▶ **YOUR GOAL**
Change every "instance" in the rows below to "occurrence", and reproduce everything else unchanged.
— start LISTED RECORDS —
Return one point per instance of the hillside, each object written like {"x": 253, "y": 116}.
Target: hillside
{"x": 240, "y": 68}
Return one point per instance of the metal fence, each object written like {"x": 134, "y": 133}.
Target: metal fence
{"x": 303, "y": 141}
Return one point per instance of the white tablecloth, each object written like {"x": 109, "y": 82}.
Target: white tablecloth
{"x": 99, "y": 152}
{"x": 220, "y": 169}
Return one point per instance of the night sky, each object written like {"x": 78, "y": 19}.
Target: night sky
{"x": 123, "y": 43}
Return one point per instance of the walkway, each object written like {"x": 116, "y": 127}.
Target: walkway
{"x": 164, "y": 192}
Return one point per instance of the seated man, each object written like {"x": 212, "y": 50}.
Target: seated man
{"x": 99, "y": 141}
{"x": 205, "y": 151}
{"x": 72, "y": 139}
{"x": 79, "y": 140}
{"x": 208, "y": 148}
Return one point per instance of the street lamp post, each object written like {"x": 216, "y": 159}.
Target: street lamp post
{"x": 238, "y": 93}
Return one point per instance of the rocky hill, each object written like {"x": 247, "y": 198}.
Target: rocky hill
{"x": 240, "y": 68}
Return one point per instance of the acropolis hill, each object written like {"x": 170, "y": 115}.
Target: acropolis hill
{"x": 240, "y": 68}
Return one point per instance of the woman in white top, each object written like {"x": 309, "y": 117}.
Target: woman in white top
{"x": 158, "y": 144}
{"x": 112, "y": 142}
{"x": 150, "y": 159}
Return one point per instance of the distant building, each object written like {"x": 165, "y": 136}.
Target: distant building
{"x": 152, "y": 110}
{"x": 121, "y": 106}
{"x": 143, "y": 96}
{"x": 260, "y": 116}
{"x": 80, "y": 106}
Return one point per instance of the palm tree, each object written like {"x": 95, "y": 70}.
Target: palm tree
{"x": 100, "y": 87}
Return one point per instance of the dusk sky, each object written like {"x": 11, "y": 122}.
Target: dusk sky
— end LISTED RECORDS —
▶ **RESPONSE BELOW**
Return one point per occurrence of the hillside, each object written like {"x": 253, "y": 116}.
Target: hillside
{"x": 240, "y": 68}
Return one point per occurrence of the metal fence, each object written like {"x": 134, "y": 133}.
Target: metal fence
{"x": 303, "y": 141}
Return one point per occurrence of the white tablecloth, each object written like {"x": 109, "y": 82}.
Target: white tablecloth
{"x": 99, "y": 152}
{"x": 220, "y": 169}
Return one point per occurrence of the night sky, each object written like {"x": 78, "y": 19}.
Target: night sky
{"x": 123, "y": 43}
Return one point per occurrence of the walkway, each object written like {"x": 116, "y": 127}.
Target: walkway
{"x": 164, "y": 192}
Return one point per occurrence of the seated man, each object written like {"x": 212, "y": 50}.
Target: seated man
{"x": 99, "y": 141}
{"x": 205, "y": 151}
{"x": 72, "y": 139}
{"x": 79, "y": 140}
{"x": 208, "y": 148}
Return one point per occurrence of the street lamp post, each object written like {"x": 216, "y": 159}.
Target: street lamp post
{"x": 238, "y": 93}
Return one point per occurrence of the rocky hill, each object written like {"x": 247, "y": 198}.
Target: rocky hill
{"x": 240, "y": 68}
Return one point per occurrence of the acropolis hill, each object written like {"x": 170, "y": 115}.
Target: acropolis hill
{"x": 240, "y": 68}
Return one point per occurrence of the woman in white top, each object written like {"x": 309, "y": 117}.
Target: woman in white top
{"x": 158, "y": 144}
{"x": 112, "y": 142}
{"x": 150, "y": 159}
Return one point per occurrence of the distant building, each object written like {"x": 165, "y": 136}.
Target: distant building
{"x": 152, "y": 110}
{"x": 121, "y": 106}
{"x": 143, "y": 96}
{"x": 260, "y": 116}
{"x": 80, "y": 106}
Return one point per occurrence of the palm tree, each object written like {"x": 95, "y": 70}.
Target: palm tree
{"x": 100, "y": 87}
Return one point per occurrence of the dusk sky, each object written like {"x": 11, "y": 122}.
Target: dusk sky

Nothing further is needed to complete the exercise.